Given information:
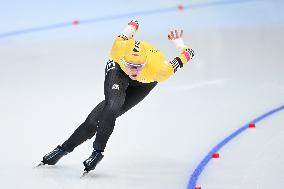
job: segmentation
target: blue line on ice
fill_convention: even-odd
[[[206,165],[209,163],[209,161],[212,159],[212,154],[214,152],[218,152],[222,147],[224,147],[229,141],[231,141],[232,139],[234,139],[235,137],[237,137],[239,134],[241,134],[242,132],[244,132],[247,128],[248,125],[250,123],[257,123],[260,122],[261,120],[271,116],[274,113],[277,113],[281,110],[284,109],[284,105],[280,106],[278,108],[275,108],[273,110],[271,110],[270,112],[267,112],[261,116],[259,116],[258,118],[248,122],[247,124],[243,125],[241,128],[239,128],[238,130],[236,130],[235,132],[233,132],[232,134],[230,134],[228,137],[226,137],[224,140],[222,140],[219,144],[217,144],[215,147],[213,147],[209,153],[202,159],[202,161],[198,164],[198,166],[195,168],[195,170],[193,171],[187,189],[194,189],[196,187],[196,183],[198,181],[198,177],[200,176],[200,174],[202,173],[202,171],[204,170],[204,168],[206,167]]]
[[[206,7],[212,7],[212,6],[230,5],[230,4],[235,4],[235,3],[246,3],[250,1],[259,1],[259,0],[220,0],[220,1],[214,1],[214,2],[205,2],[205,3],[198,3],[198,4],[192,4],[192,5],[185,5],[183,9],[184,10],[198,9],[198,8],[206,8]],[[177,6],[169,7],[169,8],[132,12],[132,13],[126,13],[126,14],[120,14],[120,15],[104,16],[104,17],[87,19],[87,20],[79,20],[79,23],[80,25],[93,24],[97,22],[110,21],[110,20],[115,20],[115,19],[120,19],[120,18],[132,18],[132,17],[137,17],[137,16],[145,16],[145,15],[159,14],[159,13],[166,13],[166,12],[173,12],[173,11],[177,11]],[[47,25],[47,26],[39,26],[39,27],[21,29],[21,30],[16,30],[16,31],[4,32],[4,33],[0,33],[0,39],[6,38],[6,37],[34,33],[34,32],[71,27],[72,24],[73,24],[72,21],[69,21],[69,22],[57,23],[57,24],[52,24],[52,25]]]

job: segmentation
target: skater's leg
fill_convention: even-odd
[[[105,106],[99,118],[96,139],[93,147],[104,151],[106,143],[113,132],[115,120],[124,104],[129,77],[118,64],[107,66],[104,83]],[[110,69],[111,68],[111,69]]]
[[[62,147],[66,152],[72,152],[74,148],[95,135],[98,126],[98,118],[104,105],[105,101],[99,103],[88,115],[87,119],[74,131],[68,140],[62,144]]]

Aim:
Reproduce the lines of every item above, replacing "segmentation" with "outlining" and leaving everything else unchanged, and omit the pictures.

Task solution:
job: outlining
target: blue line on ice
fill_convention: even-odd
[[[206,165],[209,163],[209,161],[212,159],[212,154],[214,152],[218,152],[222,147],[224,147],[229,141],[231,141],[232,139],[234,139],[235,137],[237,137],[239,134],[241,134],[242,132],[244,132],[247,128],[248,125],[250,123],[257,123],[260,122],[261,120],[271,116],[274,113],[277,113],[281,110],[284,109],[284,105],[280,106],[278,108],[275,108],[273,110],[271,110],[270,112],[267,112],[261,116],[259,116],[258,118],[248,122],[247,124],[243,125],[241,128],[239,128],[238,130],[236,130],[235,132],[233,132],[232,134],[230,134],[228,137],[226,137],[224,140],[222,140],[219,144],[217,144],[215,147],[213,147],[209,153],[202,159],[202,161],[198,164],[198,166],[195,168],[195,170],[193,171],[187,189],[194,189],[196,187],[196,183],[198,181],[198,177],[200,176],[200,174],[202,173],[202,171],[204,170],[204,168],[206,167]]]
[[[206,7],[212,7],[212,6],[230,5],[230,4],[235,4],[235,3],[246,3],[250,1],[259,1],[259,0],[220,0],[220,1],[214,1],[214,2],[205,2],[205,3],[198,3],[198,4],[192,4],[192,5],[185,5],[183,9],[184,10],[198,9],[198,8],[206,8]],[[177,6],[169,7],[169,8],[132,12],[132,13],[126,13],[126,14],[120,14],[120,15],[104,16],[104,17],[87,19],[87,20],[79,20],[79,23],[80,25],[93,24],[97,22],[110,21],[110,20],[115,20],[115,19],[120,19],[120,18],[132,18],[132,17],[137,17],[137,16],[145,16],[145,15],[159,14],[159,13],[166,13],[166,12],[173,12],[173,11],[177,11]],[[47,25],[47,26],[39,26],[39,27],[21,29],[21,30],[16,30],[16,31],[4,32],[4,33],[0,33],[0,39],[6,38],[6,37],[34,33],[34,32],[71,27],[72,24],[73,24],[72,21],[69,21],[69,22],[57,23],[57,24],[52,24],[52,25]]]

job: outlining
target: skater's leg
fill_convention: even-odd
[[[105,106],[99,118],[96,139],[93,147],[104,151],[106,143],[113,132],[115,120],[124,104],[129,77],[118,64],[107,66],[104,83]],[[110,69],[111,68],[111,69]]]
[[[62,147],[66,152],[72,152],[74,148],[95,135],[98,126],[98,118],[104,105],[105,101],[99,103],[88,115],[87,119],[74,131],[68,140],[62,144]]]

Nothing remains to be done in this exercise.